BEGIN AVAILABLE DATA
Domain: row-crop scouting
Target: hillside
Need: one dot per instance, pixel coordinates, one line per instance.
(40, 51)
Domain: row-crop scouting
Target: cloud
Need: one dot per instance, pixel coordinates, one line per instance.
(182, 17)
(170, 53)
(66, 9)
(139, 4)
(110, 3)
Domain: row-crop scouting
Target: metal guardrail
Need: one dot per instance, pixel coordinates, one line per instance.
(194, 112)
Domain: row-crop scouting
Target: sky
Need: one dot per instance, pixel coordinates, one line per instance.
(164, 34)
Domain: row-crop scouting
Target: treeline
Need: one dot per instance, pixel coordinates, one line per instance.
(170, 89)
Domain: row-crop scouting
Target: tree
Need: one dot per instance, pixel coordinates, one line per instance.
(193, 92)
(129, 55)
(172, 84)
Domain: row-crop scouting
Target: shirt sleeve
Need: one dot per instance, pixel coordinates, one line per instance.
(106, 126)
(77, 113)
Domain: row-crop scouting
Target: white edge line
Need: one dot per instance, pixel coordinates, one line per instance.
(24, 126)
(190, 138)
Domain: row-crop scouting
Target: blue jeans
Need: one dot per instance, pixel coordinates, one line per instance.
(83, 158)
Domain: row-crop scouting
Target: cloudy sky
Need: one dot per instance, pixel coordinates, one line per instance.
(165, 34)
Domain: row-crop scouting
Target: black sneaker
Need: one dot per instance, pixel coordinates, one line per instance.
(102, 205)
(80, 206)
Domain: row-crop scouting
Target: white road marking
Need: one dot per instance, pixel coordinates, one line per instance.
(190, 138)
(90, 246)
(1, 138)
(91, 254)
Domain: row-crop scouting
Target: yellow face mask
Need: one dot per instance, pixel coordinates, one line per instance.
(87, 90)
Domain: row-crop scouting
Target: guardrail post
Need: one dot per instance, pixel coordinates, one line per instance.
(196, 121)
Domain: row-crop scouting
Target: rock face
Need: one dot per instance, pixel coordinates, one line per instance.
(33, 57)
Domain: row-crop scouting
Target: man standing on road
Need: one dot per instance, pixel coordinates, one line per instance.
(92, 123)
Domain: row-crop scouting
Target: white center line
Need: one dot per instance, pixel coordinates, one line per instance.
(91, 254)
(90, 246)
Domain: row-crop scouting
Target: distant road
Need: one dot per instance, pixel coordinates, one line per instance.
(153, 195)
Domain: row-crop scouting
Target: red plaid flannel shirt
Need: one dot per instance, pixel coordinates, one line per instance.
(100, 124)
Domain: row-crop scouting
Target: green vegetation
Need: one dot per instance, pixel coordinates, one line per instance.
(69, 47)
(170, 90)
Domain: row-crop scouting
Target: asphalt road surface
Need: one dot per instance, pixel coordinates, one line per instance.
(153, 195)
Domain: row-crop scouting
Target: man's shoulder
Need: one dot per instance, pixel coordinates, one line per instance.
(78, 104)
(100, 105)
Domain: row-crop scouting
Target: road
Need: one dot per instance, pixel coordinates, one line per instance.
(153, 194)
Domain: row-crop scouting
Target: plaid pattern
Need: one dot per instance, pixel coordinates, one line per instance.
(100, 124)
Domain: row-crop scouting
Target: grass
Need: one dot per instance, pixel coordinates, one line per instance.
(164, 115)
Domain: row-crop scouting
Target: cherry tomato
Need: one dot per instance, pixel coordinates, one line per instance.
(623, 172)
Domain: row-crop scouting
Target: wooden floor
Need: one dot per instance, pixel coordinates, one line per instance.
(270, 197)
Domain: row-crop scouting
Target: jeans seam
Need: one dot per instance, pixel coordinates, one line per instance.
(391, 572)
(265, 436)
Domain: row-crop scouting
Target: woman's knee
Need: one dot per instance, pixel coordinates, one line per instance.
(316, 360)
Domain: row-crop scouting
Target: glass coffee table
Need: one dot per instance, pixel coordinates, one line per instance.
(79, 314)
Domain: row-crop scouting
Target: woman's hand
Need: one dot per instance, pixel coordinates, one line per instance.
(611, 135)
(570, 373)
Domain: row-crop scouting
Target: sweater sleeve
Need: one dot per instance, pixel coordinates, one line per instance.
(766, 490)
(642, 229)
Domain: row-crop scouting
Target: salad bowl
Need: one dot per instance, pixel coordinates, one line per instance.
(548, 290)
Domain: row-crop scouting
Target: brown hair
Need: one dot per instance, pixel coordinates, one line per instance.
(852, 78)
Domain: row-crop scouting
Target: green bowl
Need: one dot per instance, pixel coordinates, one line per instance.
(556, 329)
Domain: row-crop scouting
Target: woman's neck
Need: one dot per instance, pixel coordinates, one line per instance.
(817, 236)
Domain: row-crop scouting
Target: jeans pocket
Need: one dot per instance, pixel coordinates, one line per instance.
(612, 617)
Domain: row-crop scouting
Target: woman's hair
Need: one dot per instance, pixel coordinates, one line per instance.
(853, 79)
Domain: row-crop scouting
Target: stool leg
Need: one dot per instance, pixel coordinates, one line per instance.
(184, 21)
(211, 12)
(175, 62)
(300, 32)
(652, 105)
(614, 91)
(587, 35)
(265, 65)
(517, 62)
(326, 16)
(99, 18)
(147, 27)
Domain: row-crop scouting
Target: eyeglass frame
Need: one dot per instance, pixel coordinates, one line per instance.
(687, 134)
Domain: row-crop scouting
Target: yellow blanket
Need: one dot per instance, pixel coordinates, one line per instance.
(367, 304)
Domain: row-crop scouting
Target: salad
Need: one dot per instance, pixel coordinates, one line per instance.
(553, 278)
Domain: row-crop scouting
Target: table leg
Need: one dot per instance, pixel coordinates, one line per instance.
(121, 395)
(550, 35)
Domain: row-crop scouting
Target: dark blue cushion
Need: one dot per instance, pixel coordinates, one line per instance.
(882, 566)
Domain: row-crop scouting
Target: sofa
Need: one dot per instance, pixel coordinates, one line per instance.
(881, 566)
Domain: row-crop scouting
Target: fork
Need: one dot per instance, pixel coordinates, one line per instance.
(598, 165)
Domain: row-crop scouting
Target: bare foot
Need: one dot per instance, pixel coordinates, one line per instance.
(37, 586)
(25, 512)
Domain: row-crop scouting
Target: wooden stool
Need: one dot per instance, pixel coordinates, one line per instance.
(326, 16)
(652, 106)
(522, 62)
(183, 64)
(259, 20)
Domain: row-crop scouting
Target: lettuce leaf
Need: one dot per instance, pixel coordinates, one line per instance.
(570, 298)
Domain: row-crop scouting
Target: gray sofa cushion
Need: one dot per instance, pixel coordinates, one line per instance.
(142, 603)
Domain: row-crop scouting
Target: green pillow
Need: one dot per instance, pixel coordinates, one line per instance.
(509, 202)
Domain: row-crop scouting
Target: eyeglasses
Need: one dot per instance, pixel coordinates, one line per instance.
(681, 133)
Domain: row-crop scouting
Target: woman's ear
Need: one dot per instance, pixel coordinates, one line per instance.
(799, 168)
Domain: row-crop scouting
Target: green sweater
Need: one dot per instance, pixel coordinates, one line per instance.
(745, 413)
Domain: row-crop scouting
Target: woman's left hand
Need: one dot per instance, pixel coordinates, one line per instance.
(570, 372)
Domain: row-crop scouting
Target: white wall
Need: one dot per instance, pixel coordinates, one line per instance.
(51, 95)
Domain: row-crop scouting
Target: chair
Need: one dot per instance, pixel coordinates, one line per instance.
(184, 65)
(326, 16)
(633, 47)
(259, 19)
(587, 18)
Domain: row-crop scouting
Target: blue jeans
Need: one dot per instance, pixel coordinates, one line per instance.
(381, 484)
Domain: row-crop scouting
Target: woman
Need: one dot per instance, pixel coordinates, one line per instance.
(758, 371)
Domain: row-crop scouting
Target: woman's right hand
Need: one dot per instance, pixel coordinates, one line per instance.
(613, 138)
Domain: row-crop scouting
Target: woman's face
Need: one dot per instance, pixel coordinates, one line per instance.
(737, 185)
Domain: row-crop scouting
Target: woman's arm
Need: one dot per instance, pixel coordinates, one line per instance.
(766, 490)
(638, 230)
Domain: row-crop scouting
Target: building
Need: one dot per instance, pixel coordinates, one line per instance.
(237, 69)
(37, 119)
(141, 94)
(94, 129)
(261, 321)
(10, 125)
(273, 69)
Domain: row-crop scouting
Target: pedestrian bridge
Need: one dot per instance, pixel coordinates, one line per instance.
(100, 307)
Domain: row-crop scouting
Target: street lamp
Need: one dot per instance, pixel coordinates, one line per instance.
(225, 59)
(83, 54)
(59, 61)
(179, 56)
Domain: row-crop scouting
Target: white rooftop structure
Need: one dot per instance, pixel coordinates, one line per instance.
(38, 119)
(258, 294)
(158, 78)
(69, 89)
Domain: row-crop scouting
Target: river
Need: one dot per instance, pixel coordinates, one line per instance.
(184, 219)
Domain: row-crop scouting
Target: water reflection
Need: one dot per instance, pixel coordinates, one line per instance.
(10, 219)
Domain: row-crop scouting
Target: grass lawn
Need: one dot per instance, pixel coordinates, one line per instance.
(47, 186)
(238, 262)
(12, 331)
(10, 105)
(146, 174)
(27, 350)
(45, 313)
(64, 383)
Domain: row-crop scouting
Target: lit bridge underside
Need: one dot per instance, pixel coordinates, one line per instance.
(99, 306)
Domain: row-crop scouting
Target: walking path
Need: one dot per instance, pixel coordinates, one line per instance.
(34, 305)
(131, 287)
END AVAILABLE DATA
*TRY IT*. Go through the records and report each line that contains "sweater".

*ANSWER TO THIS EXERCISE*.
Target: sweater sleeve
Target: green sweater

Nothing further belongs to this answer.